[START Dataset]
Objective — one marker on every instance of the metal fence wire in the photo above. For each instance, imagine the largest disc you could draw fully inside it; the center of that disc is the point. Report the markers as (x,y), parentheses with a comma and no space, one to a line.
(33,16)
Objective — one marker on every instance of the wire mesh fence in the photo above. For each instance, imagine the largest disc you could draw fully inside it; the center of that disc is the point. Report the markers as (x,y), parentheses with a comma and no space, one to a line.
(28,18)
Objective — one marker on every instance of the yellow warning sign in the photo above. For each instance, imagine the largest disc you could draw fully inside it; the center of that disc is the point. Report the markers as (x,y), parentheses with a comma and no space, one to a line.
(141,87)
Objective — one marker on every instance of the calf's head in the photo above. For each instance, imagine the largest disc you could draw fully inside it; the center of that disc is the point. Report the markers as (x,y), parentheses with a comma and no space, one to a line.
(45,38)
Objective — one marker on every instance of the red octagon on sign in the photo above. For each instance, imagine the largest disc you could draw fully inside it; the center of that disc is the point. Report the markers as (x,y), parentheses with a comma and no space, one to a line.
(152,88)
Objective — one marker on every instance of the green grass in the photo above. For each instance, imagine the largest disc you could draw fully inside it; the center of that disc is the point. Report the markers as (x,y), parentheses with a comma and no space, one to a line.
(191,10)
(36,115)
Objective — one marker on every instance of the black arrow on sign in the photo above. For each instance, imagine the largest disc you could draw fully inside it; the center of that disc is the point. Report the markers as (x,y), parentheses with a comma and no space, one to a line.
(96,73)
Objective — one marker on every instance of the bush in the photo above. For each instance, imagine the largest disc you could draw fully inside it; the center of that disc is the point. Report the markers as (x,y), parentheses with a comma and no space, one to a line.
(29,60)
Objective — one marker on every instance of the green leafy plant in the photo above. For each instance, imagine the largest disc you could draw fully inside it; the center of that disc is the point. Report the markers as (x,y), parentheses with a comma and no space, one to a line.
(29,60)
[END Dataset]
**The request**.
Which lines run from the one containing "Objective — one marker on every instance of the bush" to the end of the entries above? Quote exactly those, and only those.

**Response**.
Objective — one marker on every instance of the bush in the photo above. For each instance, imagine the largest disc you could draw fully inside it; the center of that disc is the point. Report the markers as (x,y), parentheses with a comma and no space, one to a line.
(29,60)
Objective — one marker on every instance of the green leafy plant in the photo above. For each instance, imagine the largest disc you could draw fully inside it; the center of that disc is the point. Report the markers as (x,y), parentheses with a comma and no space, one to a line.
(29,60)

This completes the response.